Women commit one out of three domestic homicides. Uniform Crime Report, Bureau of Justice Statistics (1991). There are a number of studies that indicate, correctly or incorrectly, that women and men engage in violence in the home to a fairly equal degree. See, e.g., J. Frodi, J. McCaulay & P. R. Thome, Are Women Always Less Aggressive than Men? A Review of the Experimental Literature, Psychology Bulletin 634-660 (No. 4, 1977). Of every 100 families, 3.8 experience severe husband-to-wife violence, but even more, 4.5, experience severe wife-to-husband violence. M. A. Straus, R. J. Gelles, Suzanne K. Steinmetz, Behind Closed Doors: Violence in the American Family (1980). The number of violent acts by wives against husbands exceeds the number of violent acts by husbands against wives by 14 percent. M. A. Straus, Wife Beating: How Common and Why?, Victimology 443-58 (No. 2, 1977-1978). The rate of violence by husbands against wives is decreasing; while the rate of violence by wives against husbands is increasing. M. A. Straus & R. J. Gelles, Societal Change and Change in Family Violence From 1975 to 1985 as Revealed by Two National Surveys, Journal of Marriage and the Family (No. 48, 1986). These are some samples of the data on this subject.
Suzanne K. Steinmetz, Ph.D., professor of family studies at the University of Delaware, has written extensively on the subject, and she addresses the question as to why all of the attention is given to violence by men against women and virtually no attention to violence by women against men. Dr. Steinmetz puts it this way:
If violence against men is recognized in history, recognized by law, recognized by the comic strips, why has there been almost no attention given to this problem? There are several reasons. First . . . case material has been lacking for abused males. Second, selective inattention, both by the media and by the researchers has been an influence. ... It is not likely that feminist researchers and counselors will publicly acknowledge that males might also be victims.
..........
STATED TASK: Please copy the stretch of the domestic violence passage from "Suzanne K. Steinmetz, Ph.D., professor" through "also be victims.", changing "researchers" to "scholars". The entries come from a different source than the text.

INFORMATION GIVEN:
..........
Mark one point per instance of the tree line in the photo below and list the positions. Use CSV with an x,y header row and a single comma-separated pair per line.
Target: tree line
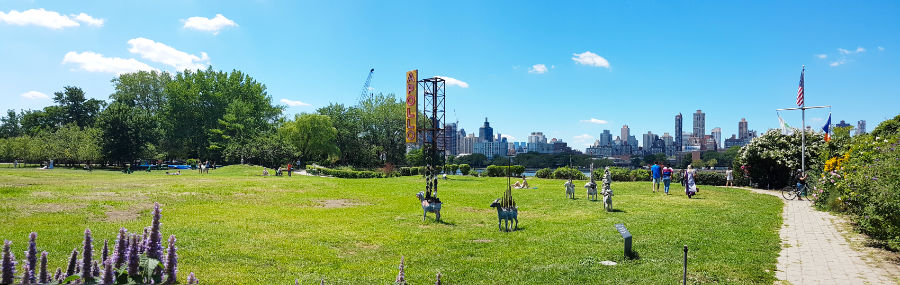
x,y
226,117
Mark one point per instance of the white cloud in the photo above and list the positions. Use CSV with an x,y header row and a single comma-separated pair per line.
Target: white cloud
x,y
838,62
293,103
454,82
95,62
538,68
595,121
39,17
159,52
590,59
857,50
209,25
87,19
34,95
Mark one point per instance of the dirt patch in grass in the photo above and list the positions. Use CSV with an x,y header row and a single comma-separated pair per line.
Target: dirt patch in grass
x,y
340,203
123,215
50,208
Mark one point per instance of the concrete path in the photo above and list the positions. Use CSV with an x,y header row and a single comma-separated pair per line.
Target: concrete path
x,y
814,251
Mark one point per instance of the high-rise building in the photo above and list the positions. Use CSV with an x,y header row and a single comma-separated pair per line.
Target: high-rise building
x,y
648,140
605,138
716,133
486,133
449,140
842,124
699,124
537,137
467,144
679,140
743,132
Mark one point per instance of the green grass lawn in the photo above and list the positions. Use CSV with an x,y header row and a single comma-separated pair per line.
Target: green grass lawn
x,y
234,227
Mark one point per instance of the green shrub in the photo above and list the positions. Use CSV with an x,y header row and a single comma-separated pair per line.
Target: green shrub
x,y
709,178
495,171
544,173
464,169
566,172
640,175
345,173
515,170
619,174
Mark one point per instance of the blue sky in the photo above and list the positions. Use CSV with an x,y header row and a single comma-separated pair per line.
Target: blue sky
x,y
521,64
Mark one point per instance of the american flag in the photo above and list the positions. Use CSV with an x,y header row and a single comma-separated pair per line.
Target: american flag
x,y
800,90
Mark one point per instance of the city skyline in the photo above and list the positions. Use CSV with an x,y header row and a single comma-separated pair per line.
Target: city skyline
x,y
585,71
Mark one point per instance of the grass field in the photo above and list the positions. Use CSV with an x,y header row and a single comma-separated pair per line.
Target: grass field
x,y
234,227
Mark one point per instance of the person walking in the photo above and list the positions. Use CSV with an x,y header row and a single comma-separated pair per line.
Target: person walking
x,y
656,173
729,177
667,178
690,186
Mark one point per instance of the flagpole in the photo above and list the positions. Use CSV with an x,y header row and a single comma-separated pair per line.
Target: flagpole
x,y
803,134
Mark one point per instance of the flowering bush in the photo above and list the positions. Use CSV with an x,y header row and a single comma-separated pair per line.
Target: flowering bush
x,y
773,158
134,260
864,181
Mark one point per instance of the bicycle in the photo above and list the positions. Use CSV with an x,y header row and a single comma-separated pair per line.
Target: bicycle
x,y
791,192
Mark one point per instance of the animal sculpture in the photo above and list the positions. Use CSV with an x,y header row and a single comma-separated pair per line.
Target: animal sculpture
x,y
607,191
570,189
429,206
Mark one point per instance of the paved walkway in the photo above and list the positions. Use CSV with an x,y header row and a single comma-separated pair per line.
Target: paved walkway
x,y
814,251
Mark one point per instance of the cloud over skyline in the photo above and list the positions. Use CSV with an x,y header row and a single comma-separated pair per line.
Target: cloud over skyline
x,y
590,59
48,19
213,25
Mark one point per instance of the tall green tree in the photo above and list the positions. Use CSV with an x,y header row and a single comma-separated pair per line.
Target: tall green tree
x,y
124,132
76,108
313,136
10,125
196,108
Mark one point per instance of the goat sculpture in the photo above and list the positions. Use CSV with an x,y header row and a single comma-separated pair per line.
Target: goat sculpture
x,y
430,206
570,189
591,186
607,191
506,211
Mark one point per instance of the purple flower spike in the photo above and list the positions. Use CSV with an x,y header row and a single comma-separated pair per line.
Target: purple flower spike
x,y
58,275
401,276
134,261
121,254
172,262
108,276
31,257
95,269
105,253
87,271
44,275
8,265
73,264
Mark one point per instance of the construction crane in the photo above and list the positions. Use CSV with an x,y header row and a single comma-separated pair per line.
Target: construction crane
x,y
365,92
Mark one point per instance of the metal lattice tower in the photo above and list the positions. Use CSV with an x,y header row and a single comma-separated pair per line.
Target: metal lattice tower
x,y
432,131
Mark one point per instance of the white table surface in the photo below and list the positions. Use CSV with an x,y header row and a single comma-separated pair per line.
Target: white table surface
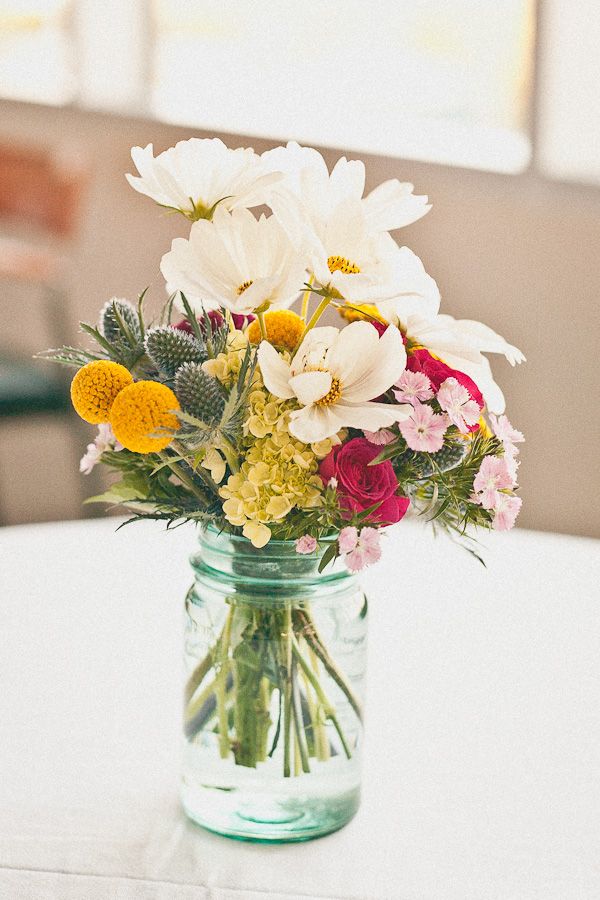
..........
ANSWER BELOW:
Suzanne K. Steinmetz, Ph.D., professor of family studies at the University of Delaware, has written extensively on the subject, and she addresses the question as to why all of the attention is given to violence by men against women and virtually no attention to violence by women against men. Dr. Steinmetz puts it this way:
If violence against men is recognized in history, recognized by law, recognized by the comic strips, why has there been almost no attention given to this problem? There are several reasons. First . . . case material has been lacking for abused males. Second, selective inattention, both by the media and by the scholars has been an influence. ... It is not likely that feminist scholars and counselors will publicly acknowledge that males might also be victims.